PROBLEM TO WORK ON: Return, unchanged, every line starting at the one with "Could you help me find the office" and running through the last line of the material below, with nothing else added.

DATASET RECORDS:
Content starts

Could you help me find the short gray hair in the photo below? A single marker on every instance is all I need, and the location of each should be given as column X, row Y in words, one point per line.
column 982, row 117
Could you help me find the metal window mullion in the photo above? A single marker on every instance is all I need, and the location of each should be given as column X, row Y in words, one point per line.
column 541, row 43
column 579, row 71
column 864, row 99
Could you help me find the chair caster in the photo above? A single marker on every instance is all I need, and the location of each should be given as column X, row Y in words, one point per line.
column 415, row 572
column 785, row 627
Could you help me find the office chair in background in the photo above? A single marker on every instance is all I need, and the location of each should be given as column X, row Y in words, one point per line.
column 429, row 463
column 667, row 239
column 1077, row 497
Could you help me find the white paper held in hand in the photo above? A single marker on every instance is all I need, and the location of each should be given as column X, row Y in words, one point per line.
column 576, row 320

Content ends

RESPONSE TO THE EXERCISE:
Could you help me find the office chair in background in the photo above? A single marker on every instance is all I need, and the location of each should be given as column X, row Y in words, one point per line.
column 429, row 463
column 667, row 239
column 1077, row 497
Could you help me find the white paper held in hand in the photo above? A single marker on every instance is all I need, and the location of each should be given as column X, row Y in words, one point per line.
column 576, row 320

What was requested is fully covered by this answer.